◆ **SOURCE DOCUMENT**
::::::

Let Go a Thousand Times: Good Material by Dolly Alderton

This isn’t an essay about rejection.

This is an opportunity for reflection.

Full disclosure — I know nothing of Dolly Alderton except to say I know she has a couple of personal growth essay compilations out there in the universe. And I also know she’s pretty popular in that genre.

So to see she published a novel was interesting to me in that I could read this with a clean slate — having zero understanding what her take on relationships are. Needing something a little more pop-ish in nature after a couple of my more recent reads, this book looked to fit the bill.

And that it did — I read it in two days.

I was immediately taken in by the story of Andy and Jen, recently broken up and living in present day (pre-pandemic) London. (Note to self: As I type that, it occurs to me the pandemic may have significantly altered this story’s trajectory if Jen had waited another year to break up. Interesting ….)

::::::

[Point-per-instance localization data]
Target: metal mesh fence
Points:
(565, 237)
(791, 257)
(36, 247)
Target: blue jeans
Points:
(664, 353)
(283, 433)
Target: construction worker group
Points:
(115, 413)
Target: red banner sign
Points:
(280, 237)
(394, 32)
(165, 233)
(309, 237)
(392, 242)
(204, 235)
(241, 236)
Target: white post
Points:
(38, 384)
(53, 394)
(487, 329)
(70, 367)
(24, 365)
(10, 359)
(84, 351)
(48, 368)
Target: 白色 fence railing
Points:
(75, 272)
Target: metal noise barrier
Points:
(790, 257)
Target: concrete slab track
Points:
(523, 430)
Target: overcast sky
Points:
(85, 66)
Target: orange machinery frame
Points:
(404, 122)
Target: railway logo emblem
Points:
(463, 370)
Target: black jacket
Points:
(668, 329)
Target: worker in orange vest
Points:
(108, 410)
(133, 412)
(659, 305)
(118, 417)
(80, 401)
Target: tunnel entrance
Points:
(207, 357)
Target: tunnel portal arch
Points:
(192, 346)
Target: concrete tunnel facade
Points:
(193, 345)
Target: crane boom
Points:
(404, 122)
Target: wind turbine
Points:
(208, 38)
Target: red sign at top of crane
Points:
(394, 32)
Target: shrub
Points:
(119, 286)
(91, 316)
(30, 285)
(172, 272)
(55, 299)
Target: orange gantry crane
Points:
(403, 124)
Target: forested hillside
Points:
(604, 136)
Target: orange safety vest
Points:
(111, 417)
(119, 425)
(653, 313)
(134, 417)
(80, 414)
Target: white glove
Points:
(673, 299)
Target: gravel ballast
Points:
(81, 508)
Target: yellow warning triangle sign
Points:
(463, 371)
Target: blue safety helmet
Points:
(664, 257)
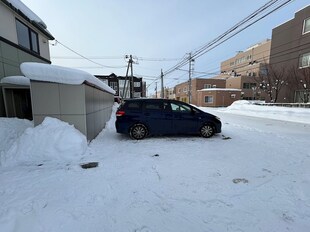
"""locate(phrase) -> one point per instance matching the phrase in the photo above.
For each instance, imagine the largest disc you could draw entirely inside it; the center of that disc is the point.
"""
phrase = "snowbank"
(16, 80)
(58, 74)
(11, 129)
(53, 140)
(247, 108)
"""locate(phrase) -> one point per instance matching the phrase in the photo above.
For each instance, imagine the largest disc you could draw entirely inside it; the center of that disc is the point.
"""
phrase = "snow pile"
(53, 140)
(16, 80)
(58, 74)
(243, 107)
(11, 129)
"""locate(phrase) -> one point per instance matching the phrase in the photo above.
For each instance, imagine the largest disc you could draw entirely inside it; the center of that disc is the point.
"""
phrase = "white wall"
(8, 29)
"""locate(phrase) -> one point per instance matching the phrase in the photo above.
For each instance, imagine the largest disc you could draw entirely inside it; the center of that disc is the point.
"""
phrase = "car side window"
(180, 108)
(133, 105)
(167, 107)
(153, 105)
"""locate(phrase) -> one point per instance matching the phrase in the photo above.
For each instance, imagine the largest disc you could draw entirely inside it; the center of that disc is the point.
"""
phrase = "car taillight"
(120, 113)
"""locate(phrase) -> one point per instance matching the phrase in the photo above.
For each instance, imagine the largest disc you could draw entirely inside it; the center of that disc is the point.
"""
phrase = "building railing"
(297, 105)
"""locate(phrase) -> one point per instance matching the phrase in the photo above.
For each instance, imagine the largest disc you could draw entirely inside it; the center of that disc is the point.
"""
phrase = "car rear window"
(133, 105)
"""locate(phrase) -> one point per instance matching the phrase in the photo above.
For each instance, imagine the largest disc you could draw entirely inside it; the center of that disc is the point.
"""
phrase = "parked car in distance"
(143, 116)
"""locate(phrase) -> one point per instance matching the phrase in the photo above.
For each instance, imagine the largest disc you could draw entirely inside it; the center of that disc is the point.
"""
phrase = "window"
(304, 60)
(113, 85)
(137, 94)
(153, 105)
(180, 107)
(207, 86)
(306, 27)
(26, 37)
(134, 105)
(137, 84)
(249, 85)
(208, 99)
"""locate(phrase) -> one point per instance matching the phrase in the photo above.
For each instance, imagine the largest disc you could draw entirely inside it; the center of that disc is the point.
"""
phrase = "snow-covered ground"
(254, 176)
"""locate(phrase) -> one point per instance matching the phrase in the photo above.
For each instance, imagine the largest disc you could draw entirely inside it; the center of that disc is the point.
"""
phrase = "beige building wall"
(248, 85)
(182, 90)
(217, 97)
(85, 107)
(248, 62)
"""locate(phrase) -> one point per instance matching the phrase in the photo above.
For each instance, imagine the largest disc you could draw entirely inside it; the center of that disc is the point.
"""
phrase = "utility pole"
(129, 66)
(162, 85)
(190, 71)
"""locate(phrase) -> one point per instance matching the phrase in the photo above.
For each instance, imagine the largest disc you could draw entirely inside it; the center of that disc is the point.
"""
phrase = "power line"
(84, 57)
(226, 35)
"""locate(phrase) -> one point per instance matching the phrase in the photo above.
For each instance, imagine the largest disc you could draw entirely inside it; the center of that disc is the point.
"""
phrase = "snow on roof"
(16, 80)
(219, 89)
(63, 75)
(27, 12)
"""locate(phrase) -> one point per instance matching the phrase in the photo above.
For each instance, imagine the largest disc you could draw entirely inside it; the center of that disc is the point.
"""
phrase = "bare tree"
(301, 80)
(271, 80)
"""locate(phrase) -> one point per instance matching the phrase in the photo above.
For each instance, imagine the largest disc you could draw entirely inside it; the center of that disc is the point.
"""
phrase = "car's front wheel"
(207, 131)
(138, 131)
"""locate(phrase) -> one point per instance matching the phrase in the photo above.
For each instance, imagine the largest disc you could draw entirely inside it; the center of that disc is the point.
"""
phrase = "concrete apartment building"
(182, 90)
(242, 70)
(249, 62)
(290, 52)
(23, 38)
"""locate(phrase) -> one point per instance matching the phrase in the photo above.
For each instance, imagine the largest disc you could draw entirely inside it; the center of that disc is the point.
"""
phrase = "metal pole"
(162, 85)
(131, 79)
(190, 79)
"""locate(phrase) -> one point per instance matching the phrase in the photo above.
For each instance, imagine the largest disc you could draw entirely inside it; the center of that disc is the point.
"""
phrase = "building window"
(208, 99)
(137, 84)
(306, 27)
(249, 85)
(137, 94)
(113, 85)
(207, 86)
(26, 37)
(304, 60)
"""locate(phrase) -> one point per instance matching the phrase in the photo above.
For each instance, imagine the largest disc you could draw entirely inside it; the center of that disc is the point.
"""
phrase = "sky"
(157, 33)
(254, 176)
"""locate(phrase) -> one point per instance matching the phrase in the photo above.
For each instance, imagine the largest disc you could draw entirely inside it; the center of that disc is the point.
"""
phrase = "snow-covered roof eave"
(21, 9)
(63, 75)
(16, 80)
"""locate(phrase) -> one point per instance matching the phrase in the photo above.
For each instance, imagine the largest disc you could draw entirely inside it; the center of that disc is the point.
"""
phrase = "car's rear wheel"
(138, 131)
(207, 131)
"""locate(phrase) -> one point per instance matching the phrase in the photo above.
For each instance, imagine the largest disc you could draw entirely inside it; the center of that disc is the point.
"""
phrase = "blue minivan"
(142, 117)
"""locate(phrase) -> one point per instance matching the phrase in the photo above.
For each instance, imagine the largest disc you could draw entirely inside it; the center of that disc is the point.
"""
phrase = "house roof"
(22, 10)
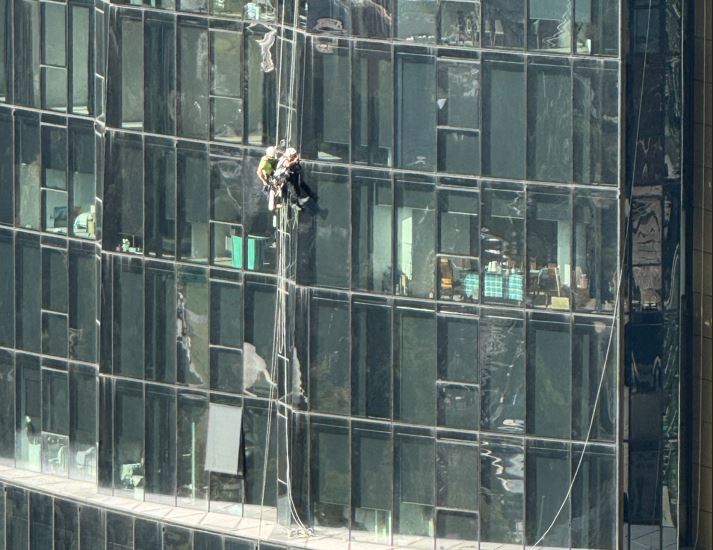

::::::

◆ **ASSIGNED TASK 1**
Revise the review of Good Material, giving everything from "This is an opportunity" down to "fit the bill." with "novel" changed to "work of fiction".
◆ **ASSIGNED TASK 2**
Summarize the review of Good Material in two sentences.

◆ **SOLUTION 1**
This is an opportunity for reflection.

Full disclosure — I know nothing of Dolly Alderton except to say I know she has a couple of personal growth essay compilations out there in the universe. And I also know she’s pretty popular in that genre.

So to see she published a work of fiction was interesting to me in that I could read this with a clean slate — having zero understanding what her take on relationships are. Needing something a little more pop-ish in nature after a couple of my more recent reads, this book looked to fit the bill.

◆ **SOLUTION 2**
The reviewer knew Dolly Alderton only as a popular author of personal growth essay compilations, so reading her novel meant starting with a clean slate, and its pop-ish nature suited what the reviewer wanted after some recent reads. The reviewer finished it in two days and was immediately drawn into the story of Andy and Jen, a recently broken-up couple living in pre-pandemic London.